▶ TESTO DEL DOCUMENTO
——

InvecchiatIGP | Barbaresco Rabajà 2005 Giuseppe Cortese


Barbaresco Rabajà 2005 Giuseppe Cortese

Barbaresco Rabajà 2005 Giuseppe Cortese

di Roberto Giuliani

Sono passati vent’anni da quando sono stato la prima volta in cantina da Giuseppe e Pier Carlo, ero già innamorato dei loro vini ma avevo bisogno di capire meglio chi era a farli e di osservare quell’anfiteatro di vigneti dove confluiscono molte tra le migliori aziende produttrici di Barbaresco.

Chi l’avrebbe mai detto che un romano (anche se non di famiglia) sarebbe stato conquistato dal popolo langhetto e dalle sue terre! Merito prima di tutto del nebbiolo, vitigno che più di ogni altro riesce a mandarmi in sollucchero, a sciogliermi come un cioccolatino, a farmi fusare come un gatto…

Persino un’annata assai poco celebrata come la 2005, a mio avviso molto classica, certamente non facile – tanto che sul sito della famiglia Cortese è valutata tre stelle su cinque – è riuscita a conquistare il mio cuore. Da subito. E ne ho assaggiate tante, anche di Barolo, Roero e delle altre zone dove il nebbiolo è di casa, come la Valtellina, l’Alto Piemonte e la Valle d’Aosta. Raramente sono rimasto deluso.

——

▶ DA SVOLGERE
Puoi proseguire il testo sul Barbaresco Rabajà 2005 di Giuseppe Cortese dopo l'ultima frase riportata?

▶ VOCI FORNITE
——

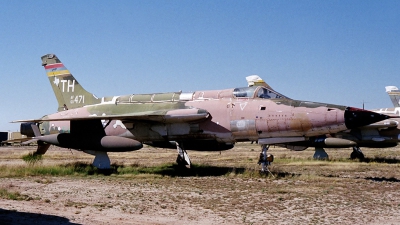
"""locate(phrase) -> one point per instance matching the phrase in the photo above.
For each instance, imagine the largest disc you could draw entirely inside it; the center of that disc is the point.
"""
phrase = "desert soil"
(303, 191)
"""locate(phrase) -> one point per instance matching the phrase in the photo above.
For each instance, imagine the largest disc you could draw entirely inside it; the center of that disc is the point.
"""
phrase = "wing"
(164, 116)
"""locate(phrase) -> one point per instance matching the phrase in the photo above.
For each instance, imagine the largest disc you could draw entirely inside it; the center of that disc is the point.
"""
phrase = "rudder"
(69, 93)
(394, 94)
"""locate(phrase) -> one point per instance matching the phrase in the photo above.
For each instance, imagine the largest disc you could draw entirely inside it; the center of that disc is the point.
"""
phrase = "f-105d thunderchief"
(210, 120)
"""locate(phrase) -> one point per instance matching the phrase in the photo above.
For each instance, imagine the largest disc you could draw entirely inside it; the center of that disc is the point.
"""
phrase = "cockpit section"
(256, 92)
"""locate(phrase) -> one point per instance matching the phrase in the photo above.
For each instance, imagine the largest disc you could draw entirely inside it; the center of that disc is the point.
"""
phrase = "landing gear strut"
(265, 159)
(183, 158)
(320, 154)
(357, 154)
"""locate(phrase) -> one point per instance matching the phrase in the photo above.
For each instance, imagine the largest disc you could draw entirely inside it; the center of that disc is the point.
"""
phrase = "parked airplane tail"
(69, 93)
(394, 94)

——

▶ RISPOSTA SCRITTA
Cortese - famiglia

Cortese – famiglia

Annata non per tutti, forse, poco incline a concedere grazia e rotondità, semmai austera, essenziale, ma proprio per questo di un’eleganza che trapela con il passare degli anni.

Il Barbaresco Rabajà 2005 è tutto questo, un vino che mette in evidenza quanto non teme il tempo a dispetto di una valutazione all’epoca non entusiastica.

Sta lì, nel calice da oltre mezz’ora, un colore granato vivo che non cede niente, ogni tanto cerco di afferrarne un velo di fragilità, ma non lo trovo. È maledettamente vivo, assertivo, più passa il tempo e più tira fuori frutto, frutto tosto, non marmellatoso, prugna e ciliegia, addirittura si possono cogliere note di viola e iris, cenni agrumati, potremmo trovarci anche sfumature di tabacco e cuoio, ma vanno davvero cercate, meglio liquirizia, radici, sassi sgretolati.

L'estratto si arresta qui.